- What is being asked -
Please state, from the article on the Nudie Cohn exhibit, which two of Cohn's vehicles the public could see at the Valley Relics Museum.

Last Update: Wednesday, August 20, 2014
|Cohn Exhibit Celebrates the Glamour of Hollywood Cowboys|
|Written by San Fernando Valley Sun|
|Thursday, 10 October 2013 03:13|
Costumes, Cars Are Featured In Newly Opening Valley Relics Museum
Information Provided To The San Fernando Sun/El Sol
Photo Courtesy of Valley Relics Museum
The contemporary love for cowboys dates back to at least the mid-20th century. In the 1940s, Roy Rogers,' Dale Evans' and Gene Autry's cowboy films were among the most popular in the theaters, and cowboy crooners Hank Williams, Tex Williams and Porter Wagoner topped the music charts.
These urban cowboys sparkled with the glitz of Hollywood. Their outfits were adorned with rhinestones and colorful embroidery.
The man behind this look was fashion designer Nudie Cohn. His "Nudie Suits" remain sought after fashion pieces for urban cowboys even though he died nearly 30 years ago. Cohn was also known for his 18 outrageously customized cars called "Nudiemobiles."
Starting Saturday, Oct. 12, the public will be able to see two such vehicles, a 1975 Cadillac and a 1968 station wagon, at the brand new Valley Relics Museum in Chatsworth. They can also view a trailer owned by the late Roy Rogers and Dale Evans, who lived in Chatsworth from 1955 to 1965.
These vehicles and some of Cohn's fashion creations are the focal points of a special "Nudie Cohn" exhibit at the new museum.
Jamie Nudie, Cohn's granddaughter, has loaned Valley Relics the cars, the trailer and some of her grandfather's famous costumes. She has donated other items, such as photographs and her grandparents' household items that will become a permanent part of the Valley Relics collection.
"My grandfather was a huge part of the history of the San Fernando Valley," Jamie Nudie said. "That's why it is fantastic that Tommy Gelinas is creating this exhibit and opening Valley Relics Museum. He will put smiles on everyone's faces who remember the history of San Fernando Valley when my grandfather was alive."
Cohn was born as Nuta Kotlyarenko on Dec. 15, 1902 in Ukraine, a place that for most of his life was considered part of the United Soviet Socialist Republic (USSR). Cohn was born 15 years before the Soviet Union came into being, but by then his parents had already sent him and his brother Julius to America.
After Cohn married Helen "Bobby" Kruger in 1934, the couple moved to New York, where he became a tailor. In the early 1940s, they relocated to California and in 1947 began selling custom-made western wear in North Hollywood. Their original store was known as "Nudie's of Hollywood," but in 1963 they relocated to a larger store and renamed the business "Nudie's Rodeo Tailors."

- Information given -
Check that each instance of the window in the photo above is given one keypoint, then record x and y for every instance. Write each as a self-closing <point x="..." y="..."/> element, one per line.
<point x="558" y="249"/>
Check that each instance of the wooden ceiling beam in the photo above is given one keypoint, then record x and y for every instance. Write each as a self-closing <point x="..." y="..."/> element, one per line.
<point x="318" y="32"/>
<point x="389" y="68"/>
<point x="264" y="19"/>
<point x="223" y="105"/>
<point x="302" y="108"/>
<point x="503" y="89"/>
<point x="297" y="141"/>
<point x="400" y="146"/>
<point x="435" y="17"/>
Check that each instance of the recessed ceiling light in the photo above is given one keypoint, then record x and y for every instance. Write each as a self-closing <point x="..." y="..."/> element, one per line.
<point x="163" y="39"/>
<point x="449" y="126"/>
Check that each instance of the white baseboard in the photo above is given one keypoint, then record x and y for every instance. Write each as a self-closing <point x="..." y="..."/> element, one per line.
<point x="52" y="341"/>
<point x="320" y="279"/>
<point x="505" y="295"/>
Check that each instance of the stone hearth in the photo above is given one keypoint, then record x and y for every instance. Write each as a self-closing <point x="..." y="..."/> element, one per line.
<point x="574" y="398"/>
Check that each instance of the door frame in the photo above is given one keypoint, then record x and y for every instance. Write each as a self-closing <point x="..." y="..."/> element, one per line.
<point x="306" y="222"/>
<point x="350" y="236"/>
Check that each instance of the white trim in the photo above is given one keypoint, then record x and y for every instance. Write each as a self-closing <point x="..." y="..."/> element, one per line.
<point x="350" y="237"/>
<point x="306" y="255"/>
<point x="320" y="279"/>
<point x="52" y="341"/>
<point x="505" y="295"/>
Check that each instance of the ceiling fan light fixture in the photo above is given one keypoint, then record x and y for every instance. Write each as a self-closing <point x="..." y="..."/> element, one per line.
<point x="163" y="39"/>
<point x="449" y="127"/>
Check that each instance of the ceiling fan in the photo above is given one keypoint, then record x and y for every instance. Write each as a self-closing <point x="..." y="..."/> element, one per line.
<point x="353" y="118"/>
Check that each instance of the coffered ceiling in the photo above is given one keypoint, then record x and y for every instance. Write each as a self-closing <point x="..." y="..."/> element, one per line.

- Output -
A 1975 Cadillac and a 1968 station wagon.